--- start of PAGE TEXT ---
Y-Combinator SAFE Agreement Briefing


Why is this document important?

This document is important because it’s probably the most used investment agreement for early-stage startups.

SAFE, meaning “Simple Agreement for Future Equity”, is summed up in the title. It is an agreement between the startup and investor, by which the investor is promised that he will convert the money given to the startup into equity or shares of such company on a future date.

What’s important is that this SAFE has been translated into several languages. There is even the iSAFE which is the Indian SAFE, for companies based in India. There are several of those in Law Insider.

In Chile, the ACAFI, which is an organization formed by local venture capital firms, has it’s own version of the SAFE in Spanish. It differs a lot from the original one.

That’s where the teardown begins most of the time. Some lawyers and investors tend to draft convertible instruments and give them the name SAFE, because it sounds fancy and marketable. But these differ a lot from the Y-Combinator ones.

For example, as I was preparing this, I came across a fundraising document of an Estonian Company titled “Simple Agreement for Future Equity” but it doesn’t have much to do with the Y-Combinator’s SAFE. It has a maturity date, and SAFEs are not debt instruments, so they do not have maturity dates.

For us international lawyers, when we browse through documents, we may find many that are not what they say they are. Fortunately, there are lots of good documents as well. SAFEs that are really SAFEs and not just marketing words.

Getting Into the Document

Valuation Cap is something to negotiate

Investors and founders negotiate a valuation cap at which the SAFE converts. When the priced round (or any other triggering event) occurs and the valuation of the startup is higher than the valuation cap, the SAFE converts at the agreed upon capped value. However, if the valuation of the startup is lower than the cap, the SAFE then converts at the actual valuation, so investors end up owning more of the company–their investment now entitles them to a higher stake.

A post-money valuation simply means the total of the pre-money valuation of the company (or the valuation before any priced round was raised) and any new money raised, including via SAFEs.

SAFEs are meant to be simple. The typical language used in other contracts is not what you’ll find here. It’s part of the ‘handshake deals’ culture of the startup industry. As they say, things move fast and no one has time to wait for lawyers anymore.

But that does come with a cost: ambiguity.
--- end of PAGE TEXT ---
• **TASK LIST**
**1)** Collect every line of the records that contains the word "steel", matching case exactly.
**2)** Please pick up the SAFE briefing after its last sentence and keep writing it.
The SAFE briefing and the records are unrelated material.
--- start of THE RECORDS ---
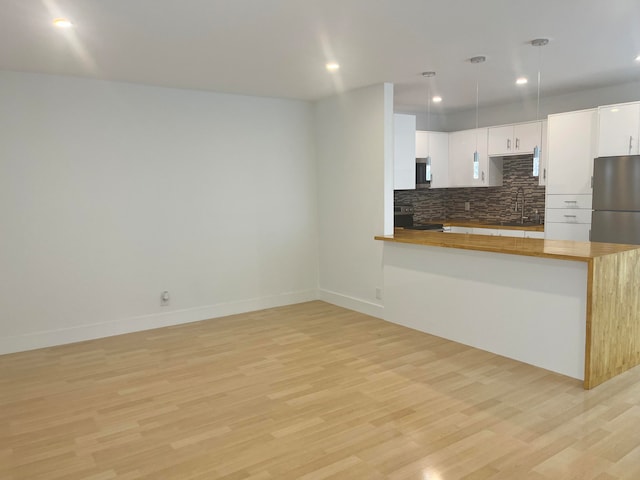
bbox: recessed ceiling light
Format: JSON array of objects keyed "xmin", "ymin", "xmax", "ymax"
[{"xmin": 53, "ymin": 18, "xmax": 73, "ymax": 28}]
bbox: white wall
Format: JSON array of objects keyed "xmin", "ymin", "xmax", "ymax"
[
  {"xmin": 316, "ymin": 84, "xmax": 393, "ymax": 316},
  {"xmin": 0, "ymin": 72, "xmax": 320, "ymax": 353}
]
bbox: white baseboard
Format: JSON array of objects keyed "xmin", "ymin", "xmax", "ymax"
[
  {"xmin": 318, "ymin": 289, "xmax": 384, "ymax": 320},
  {"xmin": 0, "ymin": 290, "xmax": 318, "ymax": 355}
]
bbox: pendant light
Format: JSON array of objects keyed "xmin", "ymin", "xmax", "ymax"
[
  {"xmin": 531, "ymin": 38, "xmax": 549, "ymax": 177},
  {"xmin": 422, "ymin": 72, "xmax": 436, "ymax": 182},
  {"xmin": 469, "ymin": 55, "xmax": 487, "ymax": 180}
]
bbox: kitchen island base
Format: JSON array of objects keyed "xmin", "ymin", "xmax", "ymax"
[{"xmin": 376, "ymin": 232, "xmax": 640, "ymax": 389}]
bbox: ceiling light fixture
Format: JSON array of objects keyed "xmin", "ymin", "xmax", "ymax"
[
  {"xmin": 531, "ymin": 38, "xmax": 549, "ymax": 177},
  {"xmin": 53, "ymin": 18, "xmax": 73, "ymax": 28},
  {"xmin": 422, "ymin": 72, "xmax": 436, "ymax": 182},
  {"xmin": 469, "ymin": 55, "xmax": 487, "ymax": 181}
]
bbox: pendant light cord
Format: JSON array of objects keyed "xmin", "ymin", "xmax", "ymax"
[
  {"xmin": 536, "ymin": 47, "xmax": 542, "ymax": 121},
  {"xmin": 476, "ymin": 64, "xmax": 480, "ymax": 152},
  {"xmin": 427, "ymin": 79, "xmax": 431, "ymax": 131}
]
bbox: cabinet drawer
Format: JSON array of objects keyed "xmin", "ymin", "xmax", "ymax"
[
  {"xmin": 544, "ymin": 223, "xmax": 591, "ymax": 242},
  {"xmin": 545, "ymin": 208, "xmax": 591, "ymax": 223},
  {"xmin": 547, "ymin": 195, "xmax": 593, "ymax": 210}
]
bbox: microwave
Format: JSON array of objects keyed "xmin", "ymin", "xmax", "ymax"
[{"xmin": 416, "ymin": 157, "xmax": 431, "ymax": 188}]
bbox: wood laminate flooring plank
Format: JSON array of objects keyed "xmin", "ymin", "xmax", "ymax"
[{"xmin": 0, "ymin": 301, "xmax": 640, "ymax": 480}]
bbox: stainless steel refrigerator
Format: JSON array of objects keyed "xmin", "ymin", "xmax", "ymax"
[{"xmin": 591, "ymin": 155, "xmax": 640, "ymax": 245}]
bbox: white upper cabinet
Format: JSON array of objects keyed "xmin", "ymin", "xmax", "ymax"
[
  {"xmin": 429, "ymin": 132, "xmax": 449, "ymax": 188},
  {"xmin": 416, "ymin": 130, "xmax": 431, "ymax": 158},
  {"xmin": 449, "ymin": 128, "xmax": 502, "ymax": 187},
  {"xmin": 393, "ymin": 114, "xmax": 416, "ymax": 190},
  {"xmin": 546, "ymin": 109, "xmax": 597, "ymax": 195},
  {"xmin": 538, "ymin": 120, "xmax": 549, "ymax": 186},
  {"xmin": 416, "ymin": 131, "xmax": 449, "ymax": 188},
  {"xmin": 597, "ymin": 102, "xmax": 640, "ymax": 157},
  {"xmin": 488, "ymin": 122, "xmax": 542, "ymax": 156}
]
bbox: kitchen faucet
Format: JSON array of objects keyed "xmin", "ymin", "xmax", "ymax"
[{"xmin": 514, "ymin": 187, "xmax": 526, "ymax": 224}]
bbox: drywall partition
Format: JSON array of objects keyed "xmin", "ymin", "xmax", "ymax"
[
  {"xmin": 316, "ymin": 84, "xmax": 393, "ymax": 317},
  {"xmin": 0, "ymin": 72, "xmax": 317, "ymax": 353}
]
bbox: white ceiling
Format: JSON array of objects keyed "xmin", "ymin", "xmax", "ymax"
[{"xmin": 0, "ymin": 0, "xmax": 640, "ymax": 112}]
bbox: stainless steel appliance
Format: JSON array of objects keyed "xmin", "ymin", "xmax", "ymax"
[
  {"xmin": 591, "ymin": 155, "xmax": 640, "ymax": 245},
  {"xmin": 393, "ymin": 205, "xmax": 415, "ymax": 228}
]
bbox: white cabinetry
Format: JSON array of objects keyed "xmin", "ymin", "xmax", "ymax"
[
  {"xmin": 393, "ymin": 114, "xmax": 416, "ymax": 190},
  {"xmin": 488, "ymin": 122, "xmax": 542, "ymax": 156},
  {"xmin": 546, "ymin": 109, "xmax": 597, "ymax": 195},
  {"xmin": 538, "ymin": 120, "xmax": 549, "ymax": 186},
  {"xmin": 449, "ymin": 128, "xmax": 502, "ymax": 187},
  {"xmin": 597, "ymin": 102, "xmax": 640, "ymax": 157},
  {"xmin": 416, "ymin": 131, "xmax": 449, "ymax": 188},
  {"xmin": 544, "ymin": 109, "xmax": 597, "ymax": 241}
]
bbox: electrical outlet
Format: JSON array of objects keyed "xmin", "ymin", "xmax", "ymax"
[{"xmin": 160, "ymin": 290, "xmax": 170, "ymax": 307}]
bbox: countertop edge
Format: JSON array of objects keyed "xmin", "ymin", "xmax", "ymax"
[{"xmin": 374, "ymin": 231, "xmax": 640, "ymax": 263}]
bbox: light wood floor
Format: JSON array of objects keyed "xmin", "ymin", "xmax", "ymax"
[{"xmin": 0, "ymin": 302, "xmax": 640, "ymax": 480}]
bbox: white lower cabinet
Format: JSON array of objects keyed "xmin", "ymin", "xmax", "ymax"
[
  {"xmin": 544, "ymin": 223, "xmax": 591, "ymax": 242},
  {"xmin": 544, "ymin": 195, "xmax": 592, "ymax": 242}
]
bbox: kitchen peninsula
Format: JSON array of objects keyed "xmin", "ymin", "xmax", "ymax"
[{"xmin": 375, "ymin": 229, "xmax": 640, "ymax": 389}]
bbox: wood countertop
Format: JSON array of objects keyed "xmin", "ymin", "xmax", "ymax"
[
  {"xmin": 440, "ymin": 220, "xmax": 544, "ymax": 232},
  {"xmin": 375, "ymin": 229, "xmax": 640, "ymax": 262}
]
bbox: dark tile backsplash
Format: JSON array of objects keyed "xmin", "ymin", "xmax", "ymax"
[{"xmin": 394, "ymin": 155, "xmax": 545, "ymax": 225}]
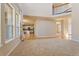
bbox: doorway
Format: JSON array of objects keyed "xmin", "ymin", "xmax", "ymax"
[{"xmin": 23, "ymin": 24, "xmax": 34, "ymax": 39}]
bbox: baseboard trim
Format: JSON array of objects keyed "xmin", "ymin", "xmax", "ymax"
[{"xmin": 6, "ymin": 41, "xmax": 21, "ymax": 56}]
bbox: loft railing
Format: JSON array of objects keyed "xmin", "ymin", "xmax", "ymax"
[{"xmin": 54, "ymin": 8, "xmax": 72, "ymax": 15}]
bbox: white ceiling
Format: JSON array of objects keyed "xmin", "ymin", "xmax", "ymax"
[{"xmin": 18, "ymin": 3, "xmax": 52, "ymax": 16}]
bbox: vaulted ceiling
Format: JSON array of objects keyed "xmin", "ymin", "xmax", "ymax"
[{"xmin": 18, "ymin": 3, "xmax": 52, "ymax": 16}]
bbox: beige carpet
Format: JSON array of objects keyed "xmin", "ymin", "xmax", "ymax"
[{"xmin": 10, "ymin": 38, "xmax": 79, "ymax": 56}]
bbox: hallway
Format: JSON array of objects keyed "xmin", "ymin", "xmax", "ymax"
[{"xmin": 10, "ymin": 38, "xmax": 79, "ymax": 56}]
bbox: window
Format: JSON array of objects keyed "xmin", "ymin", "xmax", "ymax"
[
  {"xmin": 16, "ymin": 13, "xmax": 20, "ymax": 37},
  {"xmin": 5, "ymin": 4, "xmax": 13, "ymax": 40}
]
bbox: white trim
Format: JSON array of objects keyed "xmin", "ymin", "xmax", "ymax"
[
  {"xmin": 6, "ymin": 41, "xmax": 21, "ymax": 56},
  {"xmin": 0, "ymin": 3, "xmax": 2, "ymax": 47},
  {"xmin": 72, "ymin": 39, "xmax": 79, "ymax": 43}
]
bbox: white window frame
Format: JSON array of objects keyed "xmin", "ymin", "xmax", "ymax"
[{"xmin": 15, "ymin": 10, "xmax": 20, "ymax": 37}]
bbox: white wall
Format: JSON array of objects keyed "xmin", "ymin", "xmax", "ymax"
[
  {"xmin": 19, "ymin": 3, "xmax": 52, "ymax": 16},
  {"xmin": 35, "ymin": 20, "xmax": 56, "ymax": 37},
  {"xmin": 72, "ymin": 3, "xmax": 79, "ymax": 42},
  {"xmin": 54, "ymin": 4, "xmax": 72, "ymax": 13},
  {"xmin": 0, "ymin": 3, "xmax": 1, "ymax": 46},
  {"xmin": 0, "ymin": 4, "xmax": 20, "ymax": 56}
]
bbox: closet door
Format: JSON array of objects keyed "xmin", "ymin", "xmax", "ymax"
[{"xmin": 0, "ymin": 3, "xmax": 1, "ymax": 46}]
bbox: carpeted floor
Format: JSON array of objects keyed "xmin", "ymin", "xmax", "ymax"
[{"xmin": 10, "ymin": 38, "xmax": 79, "ymax": 56}]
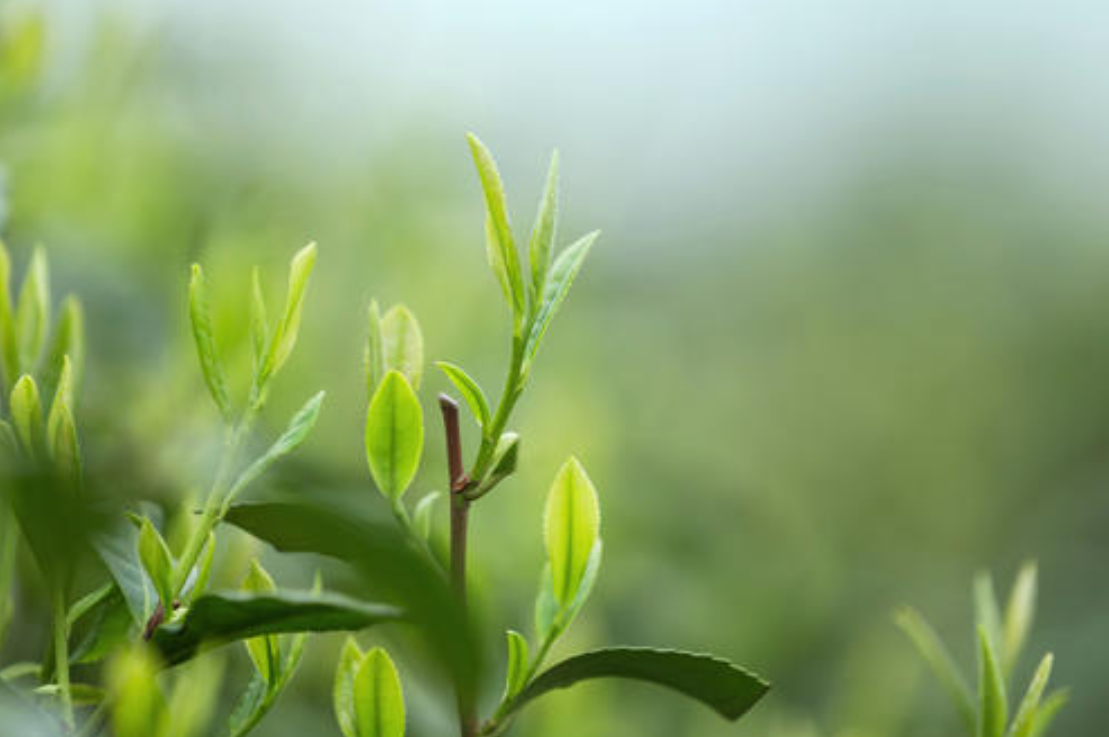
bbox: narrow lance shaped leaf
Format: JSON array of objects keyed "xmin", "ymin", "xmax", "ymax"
[
  {"xmin": 1009, "ymin": 653, "xmax": 1055, "ymax": 737},
  {"xmin": 224, "ymin": 391, "xmax": 326, "ymax": 509},
  {"xmin": 42, "ymin": 295, "xmax": 84, "ymax": 408},
  {"xmin": 509, "ymin": 647, "xmax": 770, "ymax": 721},
  {"xmin": 436, "ymin": 361, "xmax": 492, "ymax": 430},
  {"xmin": 263, "ymin": 243, "xmax": 316, "ymax": 378},
  {"xmin": 139, "ymin": 518, "xmax": 174, "ymax": 612},
  {"xmin": 0, "ymin": 240, "xmax": 19, "ymax": 391},
  {"xmin": 528, "ymin": 151, "xmax": 558, "ymax": 307},
  {"xmin": 502, "ymin": 629, "xmax": 530, "ymax": 702},
  {"xmin": 543, "ymin": 458, "xmax": 600, "ymax": 607},
  {"xmin": 16, "ymin": 248, "xmax": 50, "ymax": 372},
  {"xmin": 521, "ymin": 231, "xmax": 600, "ymax": 376},
  {"xmin": 332, "ymin": 637, "xmax": 366, "ymax": 737},
  {"xmin": 380, "ymin": 305, "xmax": 424, "ymax": 389},
  {"xmin": 1001, "ymin": 563, "xmax": 1036, "ymax": 677},
  {"xmin": 413, "ymin": 491, "xmax": 442, "ymax": 540},
  {"xmin": 467, "ymin": 133, "xmax": 527, "ymax": 321},
  {"xmin": 978, "ymin": 625, "xmax": 1009, "ymax": 737},
  {"xmin": 242, "ymin": 559, "xmax": 281, "ymax": 684},
  {"xmin": 10, "ymin": 375, "xmax": 45, "ymax": 455},
  {"xmin": 366, "ymin": 371, "xmax": 424, "ymax": 500},
  {"xmin": 354, "ymin": 647, "xmax": 405, "ymax": 737},
  {"xmin": 894, "ymin": 607, "xmax": 977, "ymax": 733},
  {"xmin": 365, "ymin": 299, "xmax": 385, "ymax": 397},
  {"xmin": 189, "ymin": 264, "xmax": 234, "ymax": 423}
]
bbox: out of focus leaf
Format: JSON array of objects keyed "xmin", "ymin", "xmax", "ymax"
[
  {"xmin": 153, "ymin": 591, "xmax": 401, "ymax": 665},
  {"xmin": 509, "ymin": 647, "xmax": 770, "ymax": 721}
]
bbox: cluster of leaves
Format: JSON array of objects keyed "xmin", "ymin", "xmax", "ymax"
[
  {"xmin": 895, "ymin": 563, "xmax": 1068, "ymax": 737},
  {"xmin": 0, "ymin": 136, "xmax": 767, "ymax": 737}
]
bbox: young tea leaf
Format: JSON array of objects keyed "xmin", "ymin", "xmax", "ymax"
[
  {"xmin": 1009, "ymin": 653, "xmax": 1055, "ymax": 737},
  {"xmin": 189, "ymin": 264, "xmax": 234, "ymax": 423},
  {"xmin": 380, "ymin": 305, "xmax": 424, "ymax": 389},
  {"xmin": 978, "ymin": 625, "xmax": 1009, "ymax": 737},
  {"xmin": 528, "ymin": 151, "xmax": 558, "ymax": 305},
  {"xmin": 467, "ymin": 133, "xmax": 527, "ymax": 323},
  {"xmin": 509, "ymin": 647, "xmax": 770, "ymax": 721},
  {"xmin": 522, "ymin": 231, "xmax": 600, "ymax": 376},
  {"xmin": 543, "ymin": 458, "xmax": 600, "ymax": 607},
  {"xmin": 332, "ymin": 637, "xmax": 366, "ymax": 737},
  {"xmin": 436, "ymin": 361, "xmax": 492, "ymax": 430},
  {"xmin": 16, "ymin": 248, "xmax": 50, "ymax": 372},
  {"xmin": 894, "ymin": 607, "xmax": 976, "ymax": 733},
  {"xmin": 139, "ymin": 518, "xmax": 174, "ymax": 612},
  {"xmin": 354, "ymin": 647, "xmax": 405, "ymax": 737},
  {"xmin": 366, "ymin": 371, "xmax": 424, "ymax": 500}
]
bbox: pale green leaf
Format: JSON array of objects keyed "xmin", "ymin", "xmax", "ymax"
[
  {"xmin": 366, "ymin": 371, "xmax": 424, "ymax": 500},
  {"xmin": 189, "ymin": 264, "xmax": 234, "ymax": 422},
  {"xmin": 1001, "ymin": 563, "xmax": 1036, "ymax": 677},
  {"xmin": 522, "ymin": 231, "xmax": 600, "ymax": 376},
  {"xmin": 528, "ymin": 151, "xmax": 558, "ymax": 305},
  {"xmin": 978, "ymin": 624, "xmax": 1009, "ymax": 737},
  {"xmin": 332, "ymin": 637, "xmax": 366, "ymax": 737},
  {"xmin": 1009, "ymin": 653, "xmax": 1055, "ymax": 737},
  {"xmin": 436, "ymin": 361, "xmax": 492, "ymax": 430},
  {"xmin": 139, "ymin": 518, "xmax": 174, "ymax": 612},
  {"xmin": 502, "ymin": 629, "xmax": 529, "ymax": 702},
  {"xmin": 380, "ymin": 305, "xmax": 424, "ymax": 389},
  {"xmin": 354, "ymin": 647, "xmax": 405, "ymax": 737},
  {"xmin": 467, "ymin": 133, "xmax": 527, "ymax": 320},
  {"xmin": 543, "ymin": 458, "xmax": 600, "ymax": 607},
  {"xmin": 894, "ymin": 607, "xmax": 977, "ymax": 733},
  {"xmin": 16, "ymin": 248, "xmax": 50, "ymax": 372},
  {"xmin": 224, "ymin": 391, "xmax": 326, "ymax": 508}
]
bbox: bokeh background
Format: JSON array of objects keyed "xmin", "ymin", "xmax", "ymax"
[{"xmin": 0, "ymin": 0, "xmax": 1109, "ymax": 737}]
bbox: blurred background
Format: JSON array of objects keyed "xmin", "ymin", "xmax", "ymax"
[{"xmin": 0, "ymin": 0, "xmax": 1109, "ymax": 737}]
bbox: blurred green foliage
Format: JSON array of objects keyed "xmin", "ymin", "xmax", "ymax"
[{"xmin": 0, "ymin": 7, "xmax": 1109, "ymax": 737}]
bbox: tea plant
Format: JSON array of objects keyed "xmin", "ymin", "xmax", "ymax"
--- end of THE RECORDS ---
• **EXPECTED RESPONSES**
**1)**
bbox: stainless steel refrigerator
bbox: stainless steel appliance

**2)**
From the contract:

“3e) To its knowledge, the Company (that’s the Company that’s receiving the investment) owns or possesses (or can obtain on commercially reasonable terms) sufficient legal rights to all patents, trademarks, service marks, trade names, copyrights, trade secrets, licenses, information, processes and other intellectual property rights necessary for its business as now conducted and as currently proposed to be conducted, without any conflict with, or infringement of the rights of, others”

This paragraph raises questions:

  • What are reasonable terms? This kind of language is not always helpful, because everyone has a different idea of what that means, especially when it comes down to costs that differ amongst jurisdictions. (For example, lawyer fees in the United States are usually perceived as not reasonable for most Latin American countries.)
  • Usually starts don’t have much. They often don’t have any registered intellectual property rights and founders don’t even know what that is.
  • For many software companies that can operate worldwide, is it possible to say that you won’t have any conflict with others in regards to intellectual property rights?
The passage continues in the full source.